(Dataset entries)
= = = = = = =

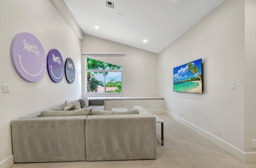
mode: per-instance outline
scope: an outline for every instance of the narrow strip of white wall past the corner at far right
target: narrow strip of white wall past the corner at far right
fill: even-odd
[[[244,130],[245,152],[256,153],[256,1],[245,0]],[[256,155],[252,158],[256,161]]]

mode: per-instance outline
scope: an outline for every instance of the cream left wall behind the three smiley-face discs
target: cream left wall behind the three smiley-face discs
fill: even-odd
[[[0,92],[0,167],[13,162],[10,121],[29,113],[75,100],[81,90],[81,41],[49,0],[0,1],[0,87],[10,84],[10,93]],[[66,78],[54,83],[46,70],[38,82],[21,78],[12,66],[10,44],[20,32],[32,33],[44,47],[58,49],[65,61],[72,58],[76,68],[73,84]]]

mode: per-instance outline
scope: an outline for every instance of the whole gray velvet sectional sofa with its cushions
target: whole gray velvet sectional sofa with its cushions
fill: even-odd
[[[140,106],[122,113],[83,98],[15,119],[14,162],[156,159],[156,118]]]

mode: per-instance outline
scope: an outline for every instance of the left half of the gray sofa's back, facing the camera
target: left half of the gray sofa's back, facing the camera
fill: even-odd
[[[32,117],[11,122],[14,162],[86,160],[87,116]]]

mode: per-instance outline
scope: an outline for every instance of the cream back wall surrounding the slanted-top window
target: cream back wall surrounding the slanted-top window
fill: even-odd
[[[125,53],[125,57],[96,57],[97,59],[123,65],[123,94],[85,94],[92,96],[157,96],[157,54],[113,41],[84,34],[82,52]],[[84,57],[83,57],[84,58]],[[85,76],[85,74],[82,74]]]

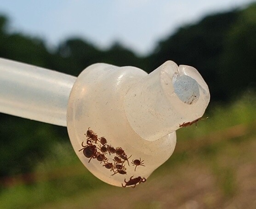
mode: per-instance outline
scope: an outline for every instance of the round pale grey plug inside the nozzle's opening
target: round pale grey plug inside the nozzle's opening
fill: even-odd
[[[174,75],[172,79],[175,94],[185,104],[191,105],[198,101],[200,93],[198,83],[188,75]]]

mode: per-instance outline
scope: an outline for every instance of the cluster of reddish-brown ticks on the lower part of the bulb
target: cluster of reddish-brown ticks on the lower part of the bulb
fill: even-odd
[[[108,145],[108,141],[105,137],[99,138],[95,132],[90,130],[90,128],[88,128],[88,130],[86,131],[85,136],[87,137],[86,145],[84,145],[84,141],[83,141],[81,144],[83,148],[80,149],[79,152],[83,150],[85,157],[90,158],[89,163],[91,159],[97,159],[97,161],[99,161],[100,163],[103,163],[102,165],[103,167],[113,172],[112,175],[127,174],[125,171],[126,170],[125,161],[127,161],[127,164],[130,166],[129,158],[131,158],[131,156],[127,157],[127,154],[121,147],[114,148],[111,145]],[[109,160],[108,154],[110,156],[114,155],[114,158],[112,158],[113,163],[108,162]],[[131,164],[135,165],[134,171],[136,171],[136,168],[139,165],[145,166],[143,161],[144,160],[141,160],[141,158],[132,160]],[[140,176],[137,178],[132,178],[132,177],[133,176],[131,176],[129,181],[125,181],[125,186],[134,185],[133,187],[135,187],[137,183],[146,181],[145,178],[141,178]],[[125,187],[123,184],[122,186]]]

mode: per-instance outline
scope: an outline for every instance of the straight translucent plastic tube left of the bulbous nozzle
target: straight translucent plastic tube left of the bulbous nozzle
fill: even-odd
[[[75,80],[71,75],[0,58],[0,112],[66,126]]]

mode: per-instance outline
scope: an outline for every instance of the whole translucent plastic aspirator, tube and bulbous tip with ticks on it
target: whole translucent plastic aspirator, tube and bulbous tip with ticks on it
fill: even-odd
[[[6,69],[1,67],[3,62],[9,70],[13,69],[10,66],[13,61],[0,59],[0,72]],[[16,68],[24,66],[28,68],[23,63],[18,63]],[[30,119],[58,125],[67,123],[70,141],[81,162],[99,179],[115,186],[134,187],[146,181],[173,153],[175,131],[202,117],[210,101],[208,86],[198,71],[190,66],[177,66],[172,61],[149,74],[135,67],[97,63],[85,68],[78,78],[34,68],[30,74],[42,70],[40,78],[36,77],[41,87],[33,86],[34,90],[30,90],[21,88],[25,84],[18,79],[14,81],[29,92],[30,97],[36,95],[39,101],[42,100],[39,97],[43,97],[46,102],[44,107],[40,104],[38,111],[46,111],[45,119],[40,120],[37,113],[29,114],[25,101],[22,101],[23,114],[10,111],[10,105],[8,110],[3,108],[8,101],[11,101],[9,104],[20,102],[8,97],[6,90],[0,91],[0,96],[5,95],[5,99],[0,100],[0,112],[28,118],[27,112]],[[8,85],[6,79],[2,80]],[[50,89],[46,86],[49,84]],[[44,92],[45,89],[48,92]],[[13,96],[14,91],[8,85],[7,92]],[[57,100],[51,94],[57,96]],[[36,106],[37,102],[33,104]],[[16,106],[13,108],[17,110]],[[32,110],[35,109],[33,106]]]

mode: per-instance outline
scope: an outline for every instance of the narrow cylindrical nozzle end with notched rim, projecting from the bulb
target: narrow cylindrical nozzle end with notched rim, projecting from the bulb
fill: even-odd
[[[200,118],[209,101],[208,86],[195,68],[167,61],[131,86],[124,108],[133,130],[155,141]]]

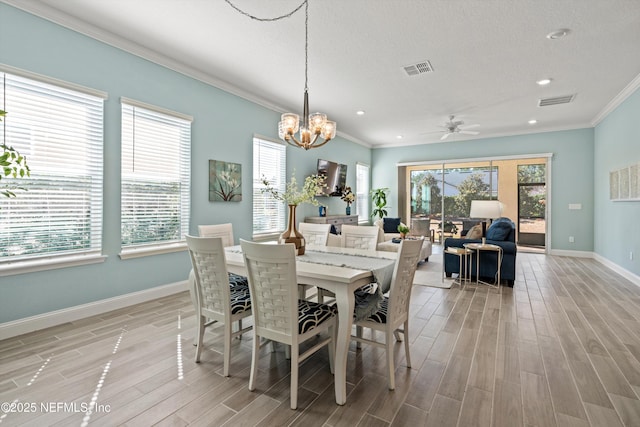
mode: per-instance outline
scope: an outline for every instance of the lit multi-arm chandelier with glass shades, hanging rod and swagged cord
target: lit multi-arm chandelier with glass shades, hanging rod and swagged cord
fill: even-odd
[[[291,12],[275,18],[258,18],[247,12],[240,10],[230,0],[225,0],[231,7],[243,15],[256,21],[278,21],[288,18],[300,10],[304,5],[304,101],[302,107],[302,124],[300,116],[294,113],[284,113],[278,123],[278,136],[294,147],[301,147],[305,150],[322,147],[336,136],[336,122],[327,120],[327,115],[323,113],[309,114],[309,0],[304,0]],[[299,136],[296,138],[296,133]]]

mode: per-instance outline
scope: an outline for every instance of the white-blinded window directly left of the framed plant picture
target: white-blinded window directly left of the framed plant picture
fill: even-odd
[[[189,232],[191,121],[122,99],[124,258],[144,245],[183,242]]]

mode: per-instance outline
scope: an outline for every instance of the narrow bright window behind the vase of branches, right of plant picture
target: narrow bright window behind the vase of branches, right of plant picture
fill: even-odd
[[[266,179],[278,191],[286,187],[287,151],[284,144],[253,138],[253,235],[275,234],[284,230],[285,206],[262,193]]]

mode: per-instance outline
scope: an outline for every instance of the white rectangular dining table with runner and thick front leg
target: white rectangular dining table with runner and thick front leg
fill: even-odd
[[[323,258],[322,254],[327,256]],[[337,256],[336,256],[337,255]],[[227,270],[247,274],[240,246],[225,248]],[[397,253],[368,251],[332,246],[307,247],[306,254],[296,257],[298,284],[317,286],[335,294],[338,308],[334,383],[336,403],[347,401],[347,358],[353,326],[355,291],[386,276],[390,282]],[[366,267],[367,265],[373,268]],[[387,284],[388,286],[388,284]],[[365,286],[366,287],[366,286]]]

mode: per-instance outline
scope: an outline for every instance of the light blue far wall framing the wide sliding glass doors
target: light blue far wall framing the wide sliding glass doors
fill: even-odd
[[[397,164],[403,162],[553,153],[551,249],[593,250],[593,129],[486,138],[373,150],[372,188],[391,188],[391,215],[398,214]],[[570,203],[582,210],[569,210]],[[576,236],[569,243],[569,236]]]

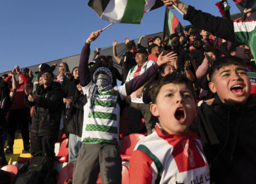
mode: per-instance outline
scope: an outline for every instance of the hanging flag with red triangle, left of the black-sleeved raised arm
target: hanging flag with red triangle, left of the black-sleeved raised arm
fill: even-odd
[[[166,7],[166,15],[164,16],[164,37],[170,37],[171,34],[183,32],[183,27],[178,18]],[[170,40],[169,43],[170,44]]]

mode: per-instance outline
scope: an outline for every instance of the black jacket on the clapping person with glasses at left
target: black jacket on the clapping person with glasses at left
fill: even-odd
[[[46,89],[44,89],[44,85],[40,85],[33,95],[39,96],[38,103],[28,101],[28,97],[25,95],[25,104],[29,107],[34,105],[30,134],[33,136],[57,136],[63,107],[63,92],[60,83],[53,82]]]

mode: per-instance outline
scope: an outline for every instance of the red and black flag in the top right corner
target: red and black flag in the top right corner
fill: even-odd
[[[256,1],[255,0],[233,0],[238,9],[243,13],[244,9],[252,9],[252,15],[247,20],[256,19]]]

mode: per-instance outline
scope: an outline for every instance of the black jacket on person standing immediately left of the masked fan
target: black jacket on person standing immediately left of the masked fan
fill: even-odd
[[[84,96],[74,99],[71,108],[66,108],[65,131],[82,137],[82,123],[84,121]]]

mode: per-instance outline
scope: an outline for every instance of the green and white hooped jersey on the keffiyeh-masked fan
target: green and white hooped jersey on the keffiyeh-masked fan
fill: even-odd
[[[89,87],[83,86],[82,91],[87,99],[84,105],[84,123],[82,126],[82,139],[85,144],[96,144],[105,142],[118,144],[119,140],[119,102],[126,97],[126,86],[115,86],[111,90],[95,93],[92,110],[89,107]],[[86,100],[85,99],[85,100]]]

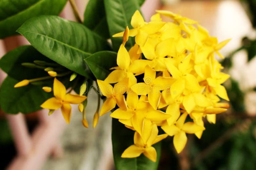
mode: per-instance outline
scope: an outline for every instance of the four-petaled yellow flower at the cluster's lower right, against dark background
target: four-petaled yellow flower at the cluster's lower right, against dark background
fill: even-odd
[[[193,122],[185,122],[188,113],[183,113],[176,124],[174,125],[164,125],[161,128],[170,136],[174,136],[173,144],[178,153],[180,153],[187,143],[186,133],[196,133],[198,131],[203,131],[204,126],[199,126]]]

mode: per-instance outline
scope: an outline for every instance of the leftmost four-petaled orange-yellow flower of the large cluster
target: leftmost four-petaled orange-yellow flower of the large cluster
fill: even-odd
[[[97,80],[102,95],[108,97],[101,107],[100,116],[114,109],[116,104],[119,108],[124,110],[127,109],[123,94],[127,91],[128,81],[129,79],[125,78],[124,80],[116,83],[113,88],[106,81]]]

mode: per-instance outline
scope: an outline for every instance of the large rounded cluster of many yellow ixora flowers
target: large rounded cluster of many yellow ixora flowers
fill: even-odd
[[[108,97],[100,116],[117,104],[119,108],[110,116],[135,131],[134,145],[123,152],[124,158],[143,153],[156,161],[152,145],[168,135],[174,136],[174,147],[180,153],[187,142],[186,133],[201,138],[203,117],[215,123],[216,114],[229,107],[219,103],[220,98],[229,100],[221,85],[229,75],[220,72],[223,67],[214,58],[215,53],[223,58],[219,50],[229,40],[218,43],[196,21],[169,11],[156,12],[147,23],[136,11],[131,20],[133,29],[127,27],[113,36],[123,37],[118,66],[104,81],[97,80]],[[163,22],[160,14],[173,22]],[[136,44],[128,52],[125,43],[129,36],[135,36]],[[144,74],[144,82],[139,80],[140,74]],[[166,134],[158,135],[157,126]]]

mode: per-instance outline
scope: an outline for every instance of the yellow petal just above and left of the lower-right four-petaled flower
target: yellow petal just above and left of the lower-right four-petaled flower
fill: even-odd
[[[179,103],[170,104],[166,109],[166,114],[171,115],[171,117],[167,119],[168,125],[171,126],[180,117],[180,104]]]

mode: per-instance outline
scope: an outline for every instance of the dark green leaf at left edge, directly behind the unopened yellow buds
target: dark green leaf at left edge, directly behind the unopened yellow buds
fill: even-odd
[[[24,62],[33,63],[34,60],[51,62],[51,60],[39,53],[33,46],[20,46],[6,53],[0,59],[0,68],[10,77],[20,81],[47,76],[47,72],[43,69],[27,68],[21,65]]]

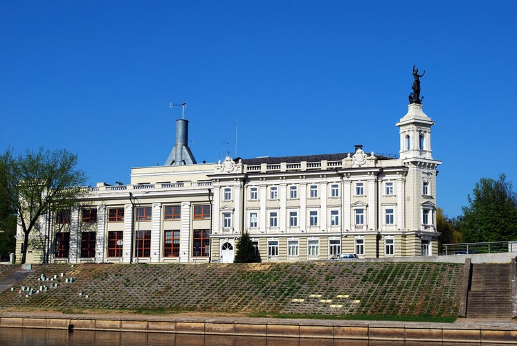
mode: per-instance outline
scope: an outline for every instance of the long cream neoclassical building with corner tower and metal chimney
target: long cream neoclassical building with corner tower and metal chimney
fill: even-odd
[[[165,165],[132,168],[129,185],[98,183],[72,210],[44,215],[27,262],[228,263],[243,232],[262,262],[436,254],[434,124],[410,103],[398,157],[356,145],[197,163],[188,121],[176,120]]]

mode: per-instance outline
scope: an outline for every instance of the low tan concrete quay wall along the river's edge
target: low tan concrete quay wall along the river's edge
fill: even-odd
[[[163,318],[106,316],[0,316],[1,327],[143,333],[257,336],[329,340],[383,340],[450,345],[515,344],[517,324],[508,321],[480,323],[426,323],[347,320],[278,320],[269,318]]]

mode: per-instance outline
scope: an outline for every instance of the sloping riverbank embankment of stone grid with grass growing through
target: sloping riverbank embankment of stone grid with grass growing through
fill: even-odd
[[[300,262],[50,264],[33,269],[14,291],[0,294],[2,309],[457,316],[464,266]]]

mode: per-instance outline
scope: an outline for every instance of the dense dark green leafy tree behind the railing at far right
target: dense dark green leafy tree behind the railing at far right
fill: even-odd
[[[505,174],[498,180],[475,183],[469,206],[464,206],[461,230],[465,242],[501,242],[517,239],[517,194]]]

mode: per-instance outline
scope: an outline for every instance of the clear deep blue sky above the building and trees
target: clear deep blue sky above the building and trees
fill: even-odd
[[[169,104],[186,100],[198,162],[398,154],[415,63],[437,204],[457,216],[480,178],[517,186],[516,15],[498,0],[0,0],[0,149],[66,148],[90,185],[129,183],[165,163]]]

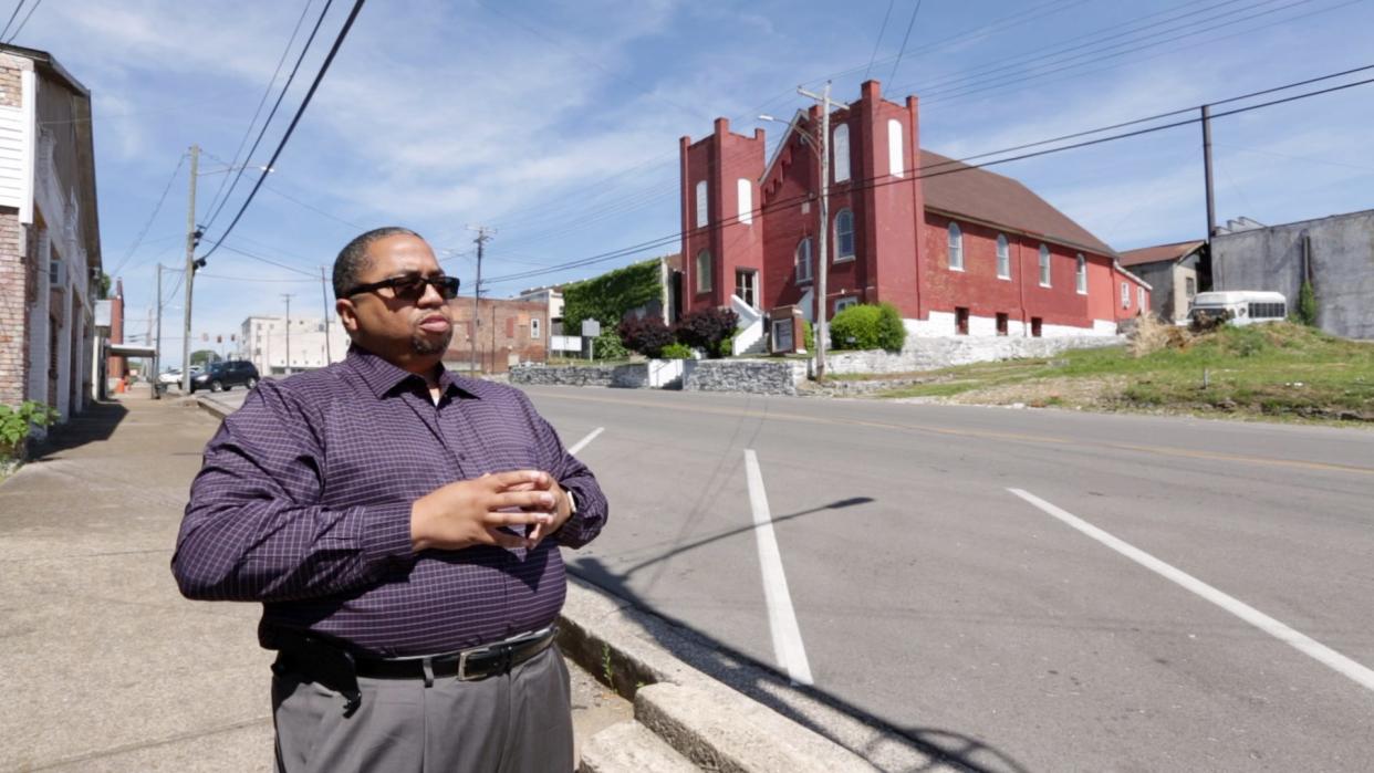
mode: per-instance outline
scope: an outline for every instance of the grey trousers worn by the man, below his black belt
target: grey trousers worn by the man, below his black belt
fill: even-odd
[[[550,647],[508,674],[460,682],[359,678],[363,703],[291,671],[272,678],[276,770],[569,773],[567,667]]]

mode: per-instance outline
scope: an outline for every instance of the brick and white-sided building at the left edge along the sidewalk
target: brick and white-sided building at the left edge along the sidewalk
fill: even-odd
[[[91,93],[32,48],[0,45],[0,404],[65,422],[98,380]]]

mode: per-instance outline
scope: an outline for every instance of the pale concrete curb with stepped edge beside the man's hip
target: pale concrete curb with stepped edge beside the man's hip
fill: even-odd
[[[706,770],[878,770],[842,746],[699,671],[672,648],[699,647],[679,629],[569,578],[559,647],[633,699],[635,718]]]

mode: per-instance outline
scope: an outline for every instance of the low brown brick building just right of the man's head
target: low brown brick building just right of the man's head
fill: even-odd
[[[478,324],[473,325],[473,299],[453,298],[453,339],[444,365],[464,372],[473,367],[485,373],[504,373],[519,362],[548,360],[550,306],[547,301],[482,298]],[[475,334],[475,346],[474,346]]]

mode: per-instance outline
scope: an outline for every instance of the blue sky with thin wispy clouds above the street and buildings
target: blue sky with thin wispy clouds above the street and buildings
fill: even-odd
[[[350,5],[334,3],[253,163],[267,162]],[[914,5],[372,0],[225,246],[317,275],[357,232],[403,224],[470,291],[470,224],[497,229],[488,277],[676,233],[677,137],[701,137],[717,115],[746,133],[760,113],[786,117],[804,106],[797,84],[830,77],[852,100],[867,74],[890,99],[918,93],[922,146],[965,157],[1374,65],[1369,0],[923,0],[897,62]],[[300,47],[320,8],[48,0],[14,41],[52,52],[93,93],[104,265],[124,279],[133,331],[154,303],[154,266],[183,259],[185,166],[135,249],[179,157],[192,143],[207,154],[205,222],[225,177],[213,172],[234,158],[293,27],[305,19]],[[769,141],[782,129],[763,125]],[[1374,207],[1371,126],[1374,84],[1216,121],[1219,220]],[[995,170],[1117,250],[1205,231],[1197,126]],[[511,295],[665,251],[484,287]],[[283,292],[294,314],[320,314],[317,280],[220,250],[198,275],[196,338],[282,313]],[[166,299],[168,364],[180,358],[180,308]]]

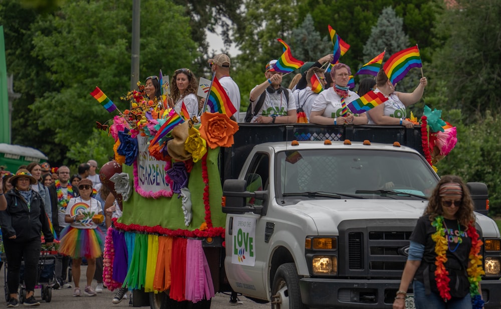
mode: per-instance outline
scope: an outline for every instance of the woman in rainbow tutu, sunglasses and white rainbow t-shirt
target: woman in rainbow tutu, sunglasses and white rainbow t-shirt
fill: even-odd
[[[82,179],[78,189],[80,196],[72,198],[66,208],[65,221],[70,225],[61,231],[59,252],[73,258],[73,296],[82,295],[79,287],[80,265],[82,258],[87,259],[87,285],[84,291],[88,296],[95,296],[96,291],[91,283],[96,271],[96,258],[101,256],[104,246],[104,234],[97,228],[104,219],[103,209],[99,201],[91,197],[92,181]]]

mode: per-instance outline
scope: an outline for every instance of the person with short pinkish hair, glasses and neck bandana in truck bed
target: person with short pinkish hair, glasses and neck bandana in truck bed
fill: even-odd
[[[331,70],[334,85],[320,92],[313,103],[310,113],[310,122],[318,124],[367,124],[365,113],[355,117],[350,110],[343,114],[343,103],[348,103],[359,98],[358,94],[350,91],[350,67],[344,63],[338,63]],[[343,102],[344,101],[344,102]],[[346,107],[348,108],[348,107]]]

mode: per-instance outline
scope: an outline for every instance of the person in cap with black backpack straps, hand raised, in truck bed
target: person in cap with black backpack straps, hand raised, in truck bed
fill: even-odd
[[[291,90],[282,87],[282,73],[270,61],[265,67],[266,81],[250,91],[245,122],[296,123],[296,99]]]

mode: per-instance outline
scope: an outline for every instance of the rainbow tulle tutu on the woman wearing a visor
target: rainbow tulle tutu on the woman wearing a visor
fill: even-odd
[[[97,258],[103,254],[104,234],[100,229],[77,229],[67,226],[61,231],[59,252],[73,258]]]

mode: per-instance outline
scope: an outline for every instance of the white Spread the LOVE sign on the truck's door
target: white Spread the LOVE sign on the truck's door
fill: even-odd
[[[231,263],[254,266],[256,263],[256,219],[233,217]]]

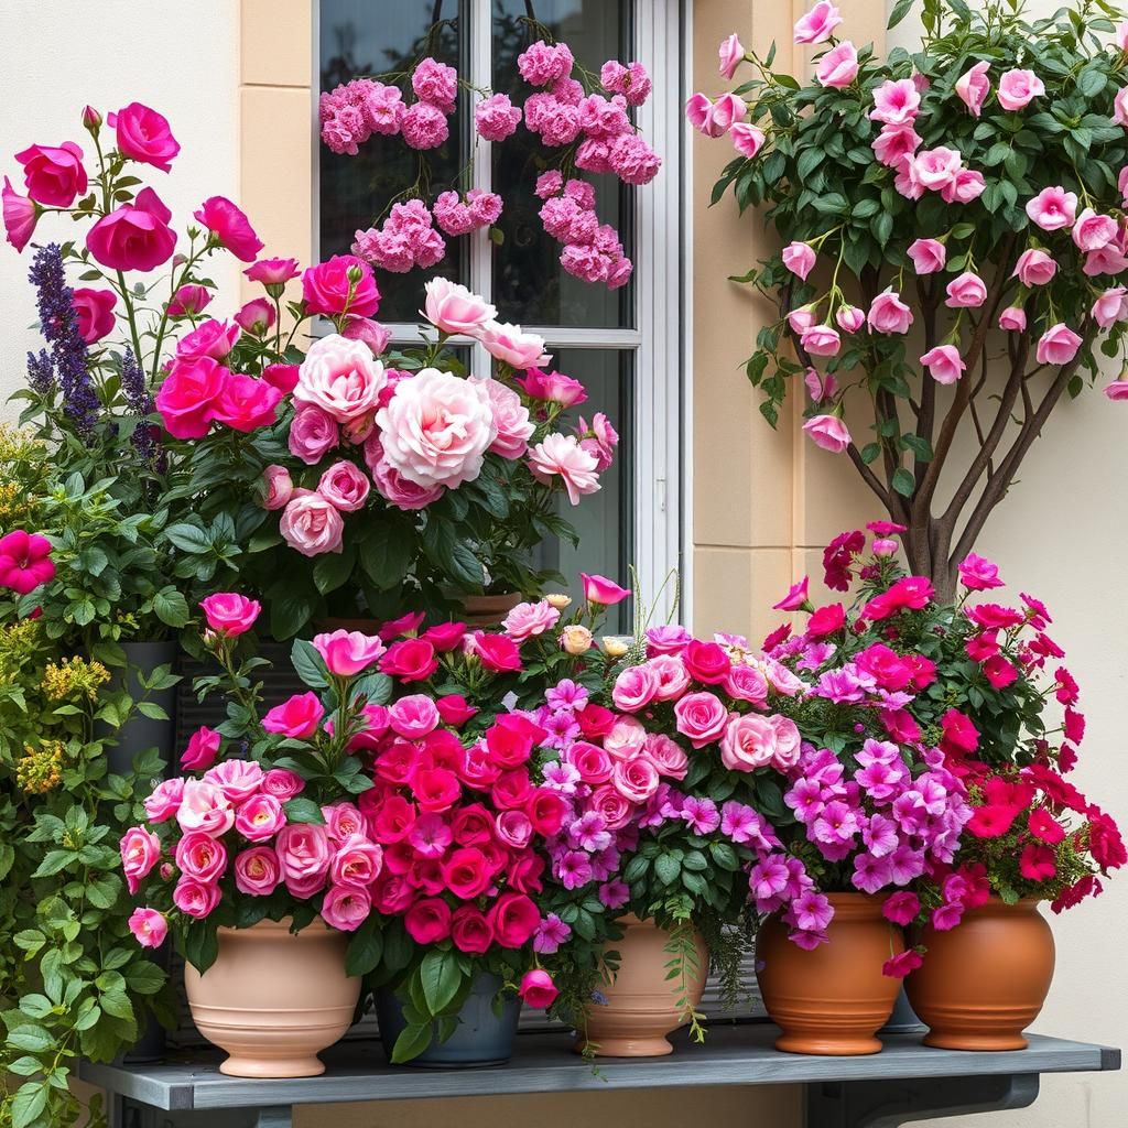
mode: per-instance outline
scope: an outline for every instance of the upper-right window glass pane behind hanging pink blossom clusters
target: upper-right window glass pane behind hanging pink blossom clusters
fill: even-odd
[[[543,34],[529,23],[530,15],[554,38],[569,44],[578,63],[598,71],[608,59],[632,58],[631,7],[627,0],[494,0],[494,90],[508,94],[514,105],[523,105],[535,92],[517,70],[517,56]],[[523,126],[493,147],[493,186],[505,201],[497,223],[504,243],[494,250],[493,301],[499,317],[523,325],[632,328],[633,280],[608,290],[573,277],[561,266],[563,248],[545,232],[538,215],[543,201],[534,193],[537,176],[546,167],[544,152],[540,138]],[[610,174],[581,171],[579,176],[596,185],[600,222],[618,230],[633,258],[633,190]]]

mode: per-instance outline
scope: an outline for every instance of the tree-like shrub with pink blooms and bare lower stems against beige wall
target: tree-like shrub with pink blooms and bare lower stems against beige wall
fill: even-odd
[[[1095,379],[1099,352],[1122,355],[1128,25],[1104,3],[1030,23],[1021,6],[926,0],[922,16],[922,50],[881,61],[816,5],[795,25],[816,47],[803,85],[731,36],[721,73],[747,78],[687,114],[737,150],[714,202],[731,188],[783,244],[734,280],[779,308],[748,361],[761,412],[775,425],[802,378],[808,435],[847,455],[951,602],[1061,396]],[[865,440],[852,394],[872,403]],[[953,458],[963,434],[972,453]]]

= = = = = = =

-- Assignment --
Nothing but the lines above, starting at the line that contains "scope: an outline for every instance of the white rectangular" and ending at the line that contains "target: red and", should be given again, exactly and without the pictures.

-- Finished exercise --
scope: an outline for every instance of the white rectangular dining table with runner and thick front leg
target: white rectangular dining table with runner and thick front leg
fill: even-odd
[[[323,258],[322,254],[327,256]],[[337,256],[336,256],[337,255]],[[227,270],[247,274],[240,246],[225,248]],[[397,253],[368,251],[332,246],[307,247],[306,254],[296,257],[298,284],[317,286],[335,294],[338,308],[334,383],[336,403],[347,401],[347,358],[353,326],[355,291],[386,276],[390,282]],[[366,267],[367,265],[373,268]],[[387,284],[388,286],[388,284]],[[365,286],[366,287],[366,286]]]

mode: per-instance outline
scope: an outline for every instance of the light blue far wall framing the wide sliding glass doors
target: light blue far wall framing the wide sliding glass doors
fill: even-odd
[[[397,164],[403,162],[553,153],[551,249],[593,250],[593,129],[486,138],[373,150],[372,188],[391,188],[391,215],[398,214]],[[570,203],[582,210],[569,210]],[[576,236],[569,243],[569,236]]]

mode: per-instance outline
scope: an outline for every instance of the hanging flag with red triangle, left of the black-sleeved raised arm
target: hanging flag with red triangle, left of the black-sleeved raised arm
fill: even-odd
[[[166,7],[166,15],[164,16],[164,37],[170,37],[171,34],[183,32],[183,27],[178,18]],[[170,40],[169,43],[170,44]]]

mode: per-instance outline
scope: an outline for every instance of the black jacket on the clapping person with glasses at left
target: black jacket on the clapping person with glasses at left
fill: even-odd
[[[46,89],[44,89],[44,85],[40,85],[33,95],[39,96],[38,103],[28,101],[28,97],[25,95],[25,104],[29,107],[34,105],[30,134],[33,136],[57,136],[63,107],[63,92],[60,83],[53,82]]]

mode: per-instance outline
scope: an outline for every instance of the red and black flag in the top right corner
target: red and black flag in the top right corner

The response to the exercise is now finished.